DIRECTIVE: Copy word for word the part of the data below that begins with the line containing "obj: asphalt shingle roof | bbox --json" and continues through the end of the data. Include that first line and the final line.

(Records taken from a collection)
╭──

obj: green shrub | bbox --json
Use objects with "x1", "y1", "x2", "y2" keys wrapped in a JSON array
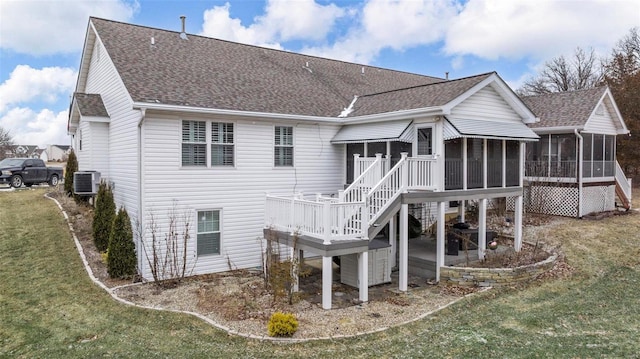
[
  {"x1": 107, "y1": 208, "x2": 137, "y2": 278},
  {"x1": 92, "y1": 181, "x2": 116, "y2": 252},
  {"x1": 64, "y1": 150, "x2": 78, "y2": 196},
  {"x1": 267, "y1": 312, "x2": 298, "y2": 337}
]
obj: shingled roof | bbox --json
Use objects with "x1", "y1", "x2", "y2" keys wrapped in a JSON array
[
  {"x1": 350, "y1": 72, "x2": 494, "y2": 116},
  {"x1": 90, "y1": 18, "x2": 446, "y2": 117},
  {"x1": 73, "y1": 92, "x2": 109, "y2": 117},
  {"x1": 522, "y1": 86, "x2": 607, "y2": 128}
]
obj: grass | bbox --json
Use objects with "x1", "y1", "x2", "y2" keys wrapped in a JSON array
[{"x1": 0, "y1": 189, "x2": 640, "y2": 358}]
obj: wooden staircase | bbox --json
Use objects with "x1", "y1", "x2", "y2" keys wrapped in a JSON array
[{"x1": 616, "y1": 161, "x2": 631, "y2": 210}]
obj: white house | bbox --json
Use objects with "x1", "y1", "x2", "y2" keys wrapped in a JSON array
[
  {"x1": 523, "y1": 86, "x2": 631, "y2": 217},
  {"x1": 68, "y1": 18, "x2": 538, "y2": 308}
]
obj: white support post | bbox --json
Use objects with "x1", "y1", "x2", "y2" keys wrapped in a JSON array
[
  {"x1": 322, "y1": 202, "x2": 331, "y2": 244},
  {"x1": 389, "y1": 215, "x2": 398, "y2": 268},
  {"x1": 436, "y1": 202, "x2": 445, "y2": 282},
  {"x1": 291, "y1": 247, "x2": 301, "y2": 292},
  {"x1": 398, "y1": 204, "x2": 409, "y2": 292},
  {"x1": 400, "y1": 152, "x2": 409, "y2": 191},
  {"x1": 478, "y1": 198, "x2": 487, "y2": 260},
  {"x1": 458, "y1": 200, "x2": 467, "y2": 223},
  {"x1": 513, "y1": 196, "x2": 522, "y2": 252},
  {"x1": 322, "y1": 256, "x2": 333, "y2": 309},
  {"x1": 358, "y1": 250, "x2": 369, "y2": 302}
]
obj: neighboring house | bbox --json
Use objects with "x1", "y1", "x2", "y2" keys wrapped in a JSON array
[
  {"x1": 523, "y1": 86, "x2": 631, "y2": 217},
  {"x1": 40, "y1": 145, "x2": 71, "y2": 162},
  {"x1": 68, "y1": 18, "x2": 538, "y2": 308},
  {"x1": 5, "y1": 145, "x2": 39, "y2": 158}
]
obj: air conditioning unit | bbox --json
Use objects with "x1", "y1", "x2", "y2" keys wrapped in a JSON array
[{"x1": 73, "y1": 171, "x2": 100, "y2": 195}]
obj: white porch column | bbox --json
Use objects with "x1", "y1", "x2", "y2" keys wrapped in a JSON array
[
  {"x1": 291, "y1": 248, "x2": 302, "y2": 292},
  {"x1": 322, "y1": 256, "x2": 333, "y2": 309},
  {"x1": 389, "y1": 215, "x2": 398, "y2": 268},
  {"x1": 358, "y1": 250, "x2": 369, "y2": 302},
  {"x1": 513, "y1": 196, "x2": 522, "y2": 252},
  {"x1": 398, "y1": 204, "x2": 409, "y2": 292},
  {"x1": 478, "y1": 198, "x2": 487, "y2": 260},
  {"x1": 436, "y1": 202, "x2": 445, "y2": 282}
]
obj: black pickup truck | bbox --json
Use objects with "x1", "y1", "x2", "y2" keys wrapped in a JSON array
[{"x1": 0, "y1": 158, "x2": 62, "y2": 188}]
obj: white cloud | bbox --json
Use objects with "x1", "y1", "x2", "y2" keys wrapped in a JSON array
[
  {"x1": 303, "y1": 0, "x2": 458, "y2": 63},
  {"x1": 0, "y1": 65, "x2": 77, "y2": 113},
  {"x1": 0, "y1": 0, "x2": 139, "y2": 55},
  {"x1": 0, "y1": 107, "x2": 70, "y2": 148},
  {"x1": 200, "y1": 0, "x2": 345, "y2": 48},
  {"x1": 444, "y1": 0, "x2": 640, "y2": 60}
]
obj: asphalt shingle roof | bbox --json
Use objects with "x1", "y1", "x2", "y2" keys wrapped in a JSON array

╰──

OUTPUT OF THE TASK:
obj: asphalt shingle roof | bbox --json
Use objects with "x1", "y1", "x2", "y2" keys wrapped in a JSON array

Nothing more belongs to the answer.